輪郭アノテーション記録
-------------------------

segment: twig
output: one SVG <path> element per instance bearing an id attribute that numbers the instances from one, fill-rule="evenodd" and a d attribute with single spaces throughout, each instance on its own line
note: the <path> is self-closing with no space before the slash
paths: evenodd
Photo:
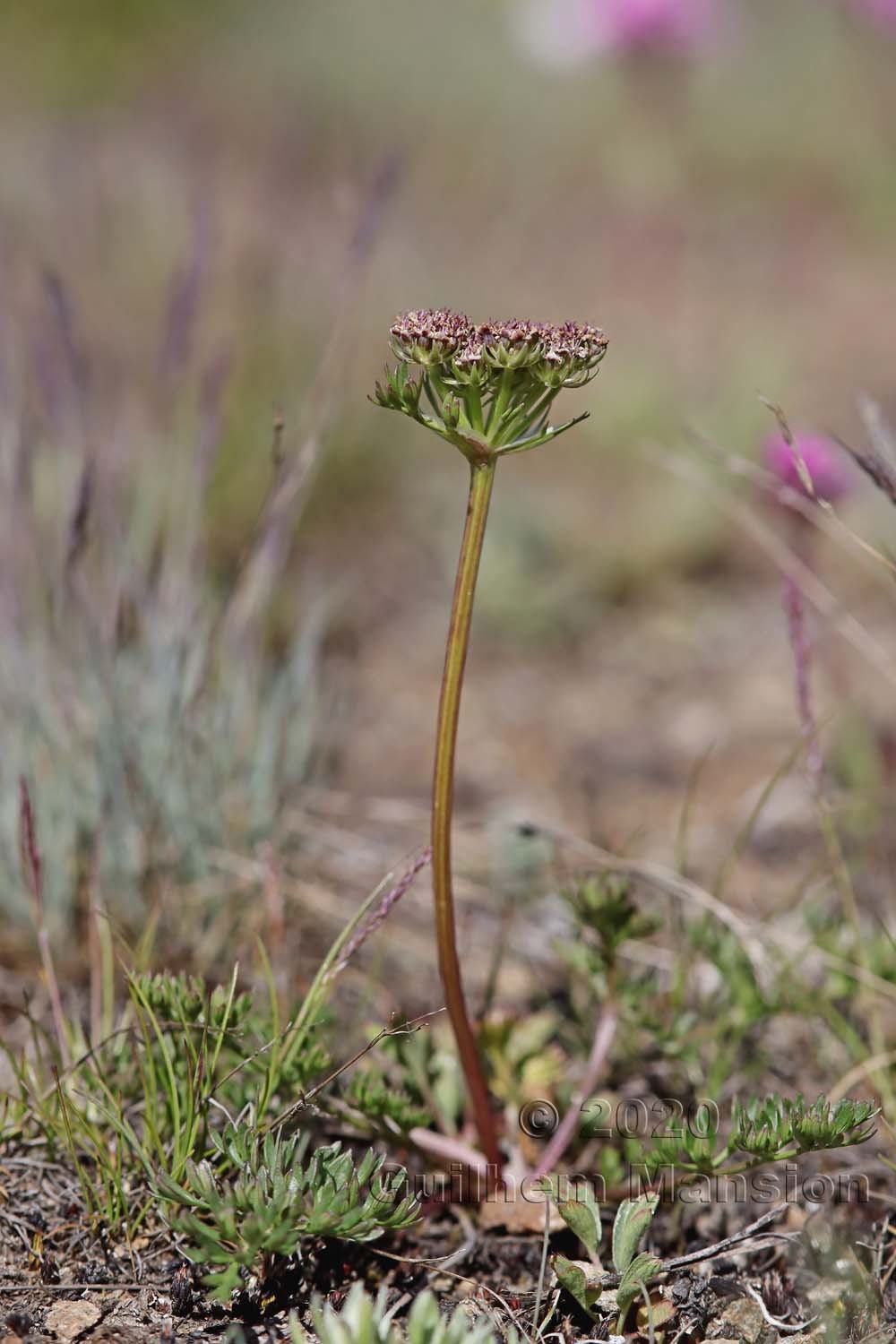
<path id="1" fill-rule="evenodd" d="M 287 1120 L 297 1116 L 300 1110 L 304 1110 L 308 1105 L 310 1105 L 318 1093 L 324 1091 L 325 1087 L 329 1087 L 332 1082 L 336 1082 L 340 1074 L 344 1074 L 347 1068 L 351 1068 L 359 1059 L 363 1059 L 364 1055 L 373 1050 L 375 1046 L 379 1046 L 380 1040 L 386 1040 L 387 1036 L 412 1036 L 415 1031 L 419 1031 L 426 1023 L 429 1023 L 433 1017 L 438 1017 L 442 1012 L 445 1012 L 445 1008 L 435 1008 L 433 1012 L 423 1012 L 419 1017 L 411 1017 L 408 1021 L 403 1021 L 398 1027 L 383 1027 L 383 1030 L 377 1031 L 373 1039 L 368 1040 L 365 1046 L 361 1046 L 361 1048 L 353 1054 L 351 1059 L 347 1059 L 339 1066 L 339 1068 L 334 1068 L 332 1074 L 328 1074 L 322 1082 L 316 1083 L 309 1091 L 302 1093 L 298 1101 L 294 1101 L 293 1105 L 282 1113 L 282 1116 L 269 1121 L 262 1133 L 267 1133 L 267 1130 L 271 1129 L 279 1129 Z"/>
<path id="2" fill-rule="evenodd" d="M 541 1318 L 541 1297 L 544 1294 L 544 1275 L 548 1269 L 548 1243 L 551 1241 L 551 1200 L 544 1202 L 544 1232 L 541 1235 L 541 1263 L 539 1266 L 539 1290 L 535 1294 L 535 1313 L 532 1316 L 532 1324 L 535 1325 L 535 1336 L 540 1337 L 541 1329 L 539 1321 Z"/>
<path id="3" fill-rule="evenodd" d="M 754 1302 L 759 1304 L 759 1310 L 762 1312 L 762 1317 L 766 1321 L 766 1324 L 772 1325 L 776 1331 L 780 1331 L 782 1335 L 799 1335 L 801 1331 L 807 1331 L 809 1327 L 814 1325 L 815 1321 L 818 1320 L 818 1316 L 810 1316 L 807 1321 L 801 1321 L 799 1325 L 787 1325 L 786 1321 L 780 1321 L 778 1320 L 776 1316 L 771 1314 L 771 1312 L 762 1300 L 762 1293 L 758 1293 L 756 1289 L 752 1288 L 750 1284 L 746 1284 L 744 1286 L 750 1293 L 750 1296 L 752 1297 Z"/>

-------------------------

» **実施事項**
上のエントリから、単語「with」を含む行をすべて抜き出してください。大文字と小文字は区別します。

» **解答**
output: one SVG <path> element per instance bearing an id attribute that numbers the instances from one, fill-rule="evenodd" and a d attribute with single spaces throughout, each instance on its own line
note: the <path> is self-closing with no space before the slash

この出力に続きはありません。